◆ Problem statement:
Carry on the passage about MAOB from its final sentence.

◆ Source extract:
┌────────

MAOB, encoding an enzyme that can generate hydrogen peroxide by oxidative reaction, is mainly associated with neurotransmitter metabolism-related biological processes [43]. In the present study, we found that higher expression of MAOB was associated with worse survival in BC patients (Fig. 4B and Fig. S1). Consistent with our results, it has been found that decreasing the mRNA expression level of MAOB can extend the survival time of glioblastoma [44, 45]. In addition, MAOB can be used as a novel biomarker to predict the prognosis of colorectal carcinoma [46] and can affect the progression of esophageal cancer [47]. MAOB can also be used as a novel target for the treatment of prostate cancer [48] and presents differential expression in oral tumors [49]. In conclusion, MAOB may be regarded as a biomarker of BC. However, there are no reports about the role of MAOB in BC. Thus, more studies are needed to clarify the role of MAOB in the occurrence and development of BC.

└────────

◆ Data provided:
┌────────

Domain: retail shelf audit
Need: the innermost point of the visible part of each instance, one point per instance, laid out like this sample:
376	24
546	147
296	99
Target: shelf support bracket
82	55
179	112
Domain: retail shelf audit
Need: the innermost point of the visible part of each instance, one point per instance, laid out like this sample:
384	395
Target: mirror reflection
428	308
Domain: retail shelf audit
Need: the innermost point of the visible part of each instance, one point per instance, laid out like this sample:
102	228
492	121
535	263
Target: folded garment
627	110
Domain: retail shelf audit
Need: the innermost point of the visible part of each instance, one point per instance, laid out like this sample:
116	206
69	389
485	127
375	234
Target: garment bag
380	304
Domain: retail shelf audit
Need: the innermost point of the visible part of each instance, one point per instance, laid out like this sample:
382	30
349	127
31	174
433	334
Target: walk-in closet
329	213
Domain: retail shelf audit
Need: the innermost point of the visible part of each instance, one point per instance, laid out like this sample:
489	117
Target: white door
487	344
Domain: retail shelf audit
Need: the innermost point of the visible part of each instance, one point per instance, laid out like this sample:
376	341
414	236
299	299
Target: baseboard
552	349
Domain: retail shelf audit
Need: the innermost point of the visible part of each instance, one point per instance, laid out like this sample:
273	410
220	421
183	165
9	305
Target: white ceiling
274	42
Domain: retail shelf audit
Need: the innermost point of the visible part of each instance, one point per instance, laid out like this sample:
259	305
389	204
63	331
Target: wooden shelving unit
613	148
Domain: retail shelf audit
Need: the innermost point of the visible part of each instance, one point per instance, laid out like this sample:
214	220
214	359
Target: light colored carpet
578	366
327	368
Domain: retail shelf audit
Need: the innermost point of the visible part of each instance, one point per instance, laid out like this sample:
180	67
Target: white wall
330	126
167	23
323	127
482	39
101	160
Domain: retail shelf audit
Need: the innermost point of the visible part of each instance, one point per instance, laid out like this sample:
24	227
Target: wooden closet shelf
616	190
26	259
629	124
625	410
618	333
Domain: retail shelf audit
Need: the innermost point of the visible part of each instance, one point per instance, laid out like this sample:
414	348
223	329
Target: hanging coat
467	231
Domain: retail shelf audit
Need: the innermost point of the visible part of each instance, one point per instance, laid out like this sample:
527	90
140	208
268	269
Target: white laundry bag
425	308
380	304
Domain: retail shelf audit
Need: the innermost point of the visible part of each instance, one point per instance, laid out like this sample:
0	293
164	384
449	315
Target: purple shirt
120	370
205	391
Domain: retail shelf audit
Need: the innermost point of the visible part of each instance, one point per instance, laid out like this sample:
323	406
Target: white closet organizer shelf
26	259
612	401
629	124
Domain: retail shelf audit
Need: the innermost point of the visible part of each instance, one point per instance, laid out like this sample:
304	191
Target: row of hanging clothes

└────────

◆ Solved problem:
FASN, a key biosynthetic enzyme involved in lipogenesis and the production of longchain fatty acids from acetylcoenzyme A and malonyl-CoA, plays a key role in energy metabolism [50]. It has been regarded as a potential target for the treatment of prostate cancer, thyroid cancer and multiple myeloma [51,52,53]. Moreover, the expression of FASN is involved in the progression of BC [54]. In particular, FASN has been suggested to be upregulated in BC and to be associated with the histologic grade and recurrence of BC [54, 55], which was consistent with our findings. Moreover, inhibition of FASN expression can suppress the migration capacity of bladder transitional cell carcinoma by activating AKT [56]. Thus, our study further highlights the role of FASN in the occurrence and development of BC.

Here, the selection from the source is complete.